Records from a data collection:
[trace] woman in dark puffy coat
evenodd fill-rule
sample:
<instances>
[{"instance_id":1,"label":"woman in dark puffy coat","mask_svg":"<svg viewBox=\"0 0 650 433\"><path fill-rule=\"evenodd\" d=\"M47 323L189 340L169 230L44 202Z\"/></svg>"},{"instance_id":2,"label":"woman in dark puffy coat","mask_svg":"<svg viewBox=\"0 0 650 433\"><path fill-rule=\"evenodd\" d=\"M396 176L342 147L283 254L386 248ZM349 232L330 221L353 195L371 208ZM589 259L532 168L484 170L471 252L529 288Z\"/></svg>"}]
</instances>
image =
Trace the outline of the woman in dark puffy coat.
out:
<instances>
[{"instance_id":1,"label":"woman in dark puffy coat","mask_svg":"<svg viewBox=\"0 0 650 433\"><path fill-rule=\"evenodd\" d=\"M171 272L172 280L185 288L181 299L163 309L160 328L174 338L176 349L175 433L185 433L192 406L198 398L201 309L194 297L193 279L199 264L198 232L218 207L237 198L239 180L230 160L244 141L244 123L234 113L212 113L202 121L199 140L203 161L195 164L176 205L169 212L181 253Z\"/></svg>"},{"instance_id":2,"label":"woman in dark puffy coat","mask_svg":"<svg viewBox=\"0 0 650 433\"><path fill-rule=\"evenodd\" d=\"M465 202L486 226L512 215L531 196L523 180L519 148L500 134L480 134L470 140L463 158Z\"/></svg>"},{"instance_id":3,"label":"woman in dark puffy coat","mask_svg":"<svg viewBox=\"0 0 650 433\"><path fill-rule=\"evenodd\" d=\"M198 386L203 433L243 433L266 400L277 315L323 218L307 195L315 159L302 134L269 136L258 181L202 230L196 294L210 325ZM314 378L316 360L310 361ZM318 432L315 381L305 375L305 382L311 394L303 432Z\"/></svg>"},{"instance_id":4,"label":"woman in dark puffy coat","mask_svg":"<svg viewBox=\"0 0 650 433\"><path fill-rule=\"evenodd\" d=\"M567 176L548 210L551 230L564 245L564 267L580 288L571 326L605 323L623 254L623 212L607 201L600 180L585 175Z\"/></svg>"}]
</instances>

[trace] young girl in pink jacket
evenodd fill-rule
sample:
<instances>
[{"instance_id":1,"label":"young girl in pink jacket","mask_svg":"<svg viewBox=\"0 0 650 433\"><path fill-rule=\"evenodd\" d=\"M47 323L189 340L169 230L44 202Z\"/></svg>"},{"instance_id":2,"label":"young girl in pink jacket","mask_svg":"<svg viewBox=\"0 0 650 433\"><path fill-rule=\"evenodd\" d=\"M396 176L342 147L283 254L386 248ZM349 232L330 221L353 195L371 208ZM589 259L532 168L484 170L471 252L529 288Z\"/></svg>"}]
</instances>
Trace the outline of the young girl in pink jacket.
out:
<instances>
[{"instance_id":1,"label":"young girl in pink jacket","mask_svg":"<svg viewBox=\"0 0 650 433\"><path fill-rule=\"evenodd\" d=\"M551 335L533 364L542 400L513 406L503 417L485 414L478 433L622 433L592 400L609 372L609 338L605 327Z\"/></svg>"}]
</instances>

Exercise brief:
Retrieve each line from the records above where the word "outline" occurs.

Response to the task:
Trace the outline of the woman in dark puffy coat.
Trace the outline of the young girl in pink jacket.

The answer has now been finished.